寒暑假时孩子们从各地赶回拉萨,书店就是家,老潘不让他们闲着,每人每天发50元钱工资,让他们在店里勤工俭学,变相地发零花钱。

孩子们闲不住,集体帮老潘换被罩洗衣裳,老潘弹琴时他们在一旁听着。

那几乎是老潘最嚣张最膨胀的时光——不论他唱什么歌,这些死忠粉都能忍受,末了还有稀稀拉拉的掌声回敬他。

2016年暑假结束时我去过拉萨,恰逢孩子们即将返校,一走又是半年才能回来。

老潘很动情,钢琴声很动听,这个文青大叔闭着眼睛唱《送别》:

情千缕

酒一杯

声声离笛催

问君此去几时还

来时莫徘徊……

他弹琴唱歌向来作死般矫情,那天也不例外。

这家伙那天把自己唱哭了。

所有的孩子都在哭,有的边哭边往外走,边走边说:爸爸再见。

(五)

老潘和孩子们的缘分由来已深,他曾是个支教老师。

我是说,那种真正的支教老师。

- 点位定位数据
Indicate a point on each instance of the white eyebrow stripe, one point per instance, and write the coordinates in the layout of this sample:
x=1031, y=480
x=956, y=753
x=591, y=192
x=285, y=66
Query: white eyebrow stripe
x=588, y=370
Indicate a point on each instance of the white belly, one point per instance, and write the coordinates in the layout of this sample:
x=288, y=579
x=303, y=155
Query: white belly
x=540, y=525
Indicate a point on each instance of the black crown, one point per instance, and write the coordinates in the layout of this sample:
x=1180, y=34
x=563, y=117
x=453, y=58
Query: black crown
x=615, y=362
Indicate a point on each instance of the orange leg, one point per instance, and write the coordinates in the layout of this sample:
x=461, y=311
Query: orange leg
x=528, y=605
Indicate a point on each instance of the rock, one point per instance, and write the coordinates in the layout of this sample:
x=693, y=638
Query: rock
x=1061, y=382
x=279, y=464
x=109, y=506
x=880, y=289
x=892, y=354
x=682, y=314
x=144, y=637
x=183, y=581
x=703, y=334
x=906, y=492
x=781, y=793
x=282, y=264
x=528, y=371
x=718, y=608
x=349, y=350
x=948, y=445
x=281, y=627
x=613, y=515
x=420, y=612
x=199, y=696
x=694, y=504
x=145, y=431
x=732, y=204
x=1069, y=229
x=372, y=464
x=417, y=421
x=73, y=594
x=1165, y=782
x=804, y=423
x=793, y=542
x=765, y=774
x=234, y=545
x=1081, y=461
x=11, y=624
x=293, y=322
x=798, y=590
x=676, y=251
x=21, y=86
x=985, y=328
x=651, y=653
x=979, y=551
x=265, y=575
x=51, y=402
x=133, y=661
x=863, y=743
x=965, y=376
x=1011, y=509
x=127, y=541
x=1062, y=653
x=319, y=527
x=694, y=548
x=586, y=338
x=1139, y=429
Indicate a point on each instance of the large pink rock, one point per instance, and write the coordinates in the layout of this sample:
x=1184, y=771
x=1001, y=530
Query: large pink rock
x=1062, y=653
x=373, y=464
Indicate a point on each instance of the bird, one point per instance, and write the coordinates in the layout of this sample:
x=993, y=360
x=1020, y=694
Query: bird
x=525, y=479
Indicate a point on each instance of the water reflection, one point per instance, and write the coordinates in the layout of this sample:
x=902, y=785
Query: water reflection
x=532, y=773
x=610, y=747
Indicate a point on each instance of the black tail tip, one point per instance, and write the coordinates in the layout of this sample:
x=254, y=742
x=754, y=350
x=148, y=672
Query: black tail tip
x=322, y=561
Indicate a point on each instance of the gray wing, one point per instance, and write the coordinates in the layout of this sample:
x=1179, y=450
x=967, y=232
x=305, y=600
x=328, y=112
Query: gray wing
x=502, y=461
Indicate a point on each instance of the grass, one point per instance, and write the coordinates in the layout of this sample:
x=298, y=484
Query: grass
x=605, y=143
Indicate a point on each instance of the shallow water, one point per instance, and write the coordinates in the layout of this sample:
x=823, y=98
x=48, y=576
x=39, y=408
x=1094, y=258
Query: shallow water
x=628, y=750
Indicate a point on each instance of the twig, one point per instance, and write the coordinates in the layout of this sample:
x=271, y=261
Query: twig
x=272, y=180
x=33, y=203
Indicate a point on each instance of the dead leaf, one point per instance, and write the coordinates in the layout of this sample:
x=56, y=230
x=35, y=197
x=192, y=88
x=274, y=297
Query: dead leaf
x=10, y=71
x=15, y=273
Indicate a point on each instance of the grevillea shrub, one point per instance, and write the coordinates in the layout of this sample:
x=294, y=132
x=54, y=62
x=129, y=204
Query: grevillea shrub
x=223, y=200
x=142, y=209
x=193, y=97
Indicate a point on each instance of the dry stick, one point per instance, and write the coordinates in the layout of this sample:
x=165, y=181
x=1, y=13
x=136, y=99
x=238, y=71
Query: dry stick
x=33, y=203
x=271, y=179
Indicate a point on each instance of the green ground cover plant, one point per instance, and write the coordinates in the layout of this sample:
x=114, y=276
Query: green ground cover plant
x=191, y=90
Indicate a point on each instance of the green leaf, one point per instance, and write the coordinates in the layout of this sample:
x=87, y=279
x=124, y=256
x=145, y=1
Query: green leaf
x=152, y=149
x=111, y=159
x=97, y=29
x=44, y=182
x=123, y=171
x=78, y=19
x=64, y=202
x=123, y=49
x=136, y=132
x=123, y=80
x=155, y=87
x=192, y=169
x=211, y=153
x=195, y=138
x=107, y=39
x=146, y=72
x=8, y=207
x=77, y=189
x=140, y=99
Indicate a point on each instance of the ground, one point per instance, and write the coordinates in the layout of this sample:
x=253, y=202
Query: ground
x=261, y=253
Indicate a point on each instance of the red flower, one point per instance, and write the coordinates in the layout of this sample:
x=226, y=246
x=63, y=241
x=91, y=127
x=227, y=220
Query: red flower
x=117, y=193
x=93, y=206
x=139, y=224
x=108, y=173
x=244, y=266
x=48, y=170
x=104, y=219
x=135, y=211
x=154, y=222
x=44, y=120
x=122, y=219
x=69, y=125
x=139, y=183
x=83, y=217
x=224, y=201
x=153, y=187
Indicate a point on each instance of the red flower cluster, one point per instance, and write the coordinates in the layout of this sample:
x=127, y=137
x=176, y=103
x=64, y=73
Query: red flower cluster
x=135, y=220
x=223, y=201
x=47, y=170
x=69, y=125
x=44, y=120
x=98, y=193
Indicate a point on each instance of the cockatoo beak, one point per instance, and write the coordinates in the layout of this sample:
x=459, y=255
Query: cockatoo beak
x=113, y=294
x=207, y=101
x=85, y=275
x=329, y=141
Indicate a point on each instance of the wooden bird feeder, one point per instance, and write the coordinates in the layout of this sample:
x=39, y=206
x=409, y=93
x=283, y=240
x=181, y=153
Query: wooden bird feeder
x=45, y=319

- 练习活动
重写节选原文中从"寒暑假时孩子们从各地赶回拉萨"到"2016年暑假结束时我去过拉萨,恰逢孩子们即将返校,一走又是半年才能回来。"(含首尾)的部分,并把其中的"工资"换成"报酬"。

- 本题答案
寒暑假时孩子们从各地赶回拉萨,书店就是家,老潘不让他们闲着,每人每天发50元钱报酬,让他们在店里勤工俭学,变相地发零花钱。

孩子们闲不住,集体帮老潘换被罩洗衣裳,老潘弹琴时他们在一旁听着。

那几乎是老潘最嚣张最膨胀的时光——不论他唱什么歌,这些死忠粉都能忍受,末了还有稀稀拉拉的掌声回敬他。

2016年暑假结束时我去过拉萨,恰逢孩子们即将返校,一走又是半年才能回来。